### Problem statement
Please reproduce the material below with "vestment" swapped for "robe" and everything else unchanged, leaving out the pictures.

==== Dataset entries

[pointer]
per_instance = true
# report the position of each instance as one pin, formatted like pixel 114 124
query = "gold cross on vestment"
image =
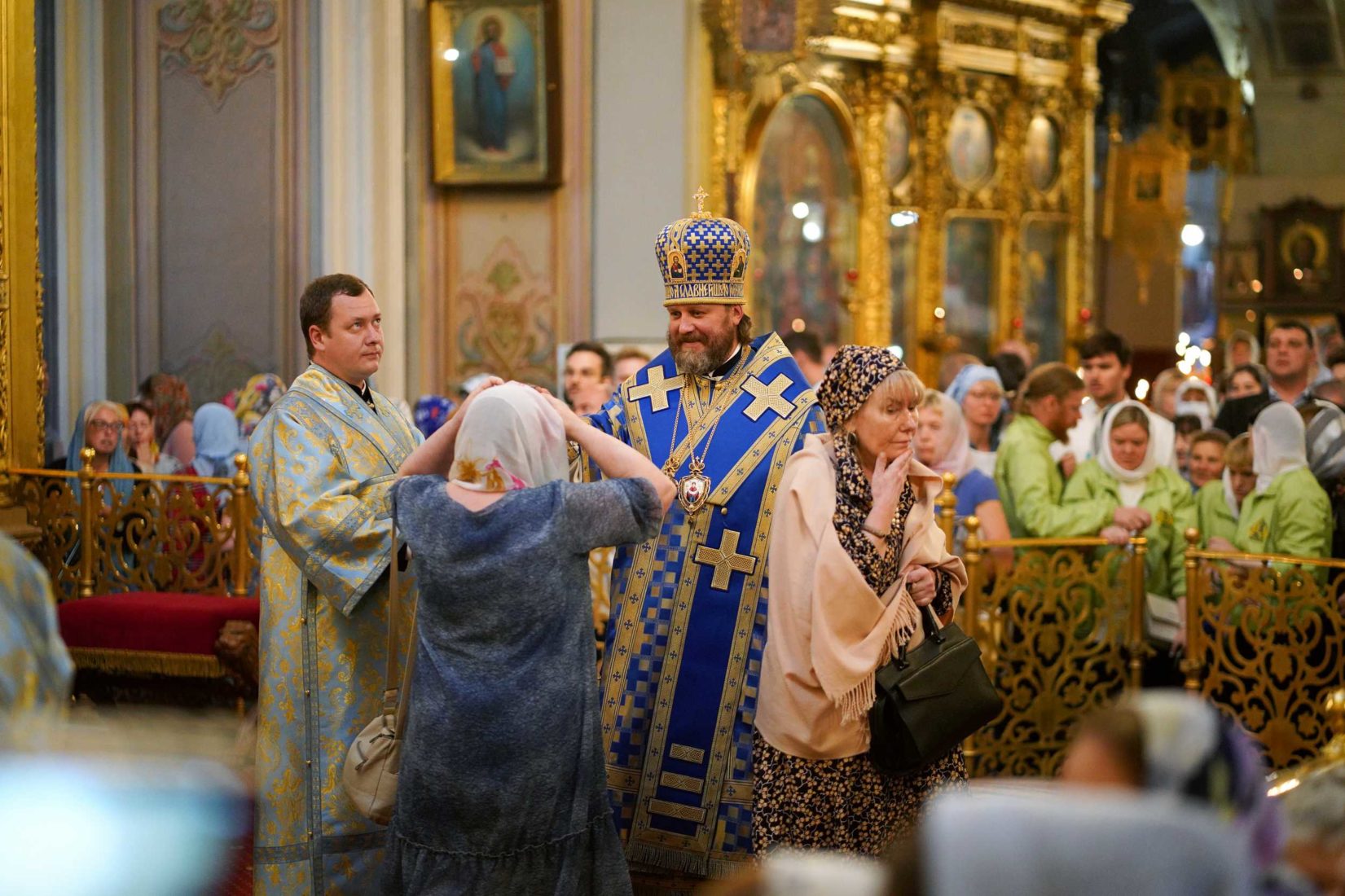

========

### Output for this task
[pointer]
per_instance = true
# report the position of each instance as one pin, formatted like pixel 114 124
query = "gold cross on robe"
image =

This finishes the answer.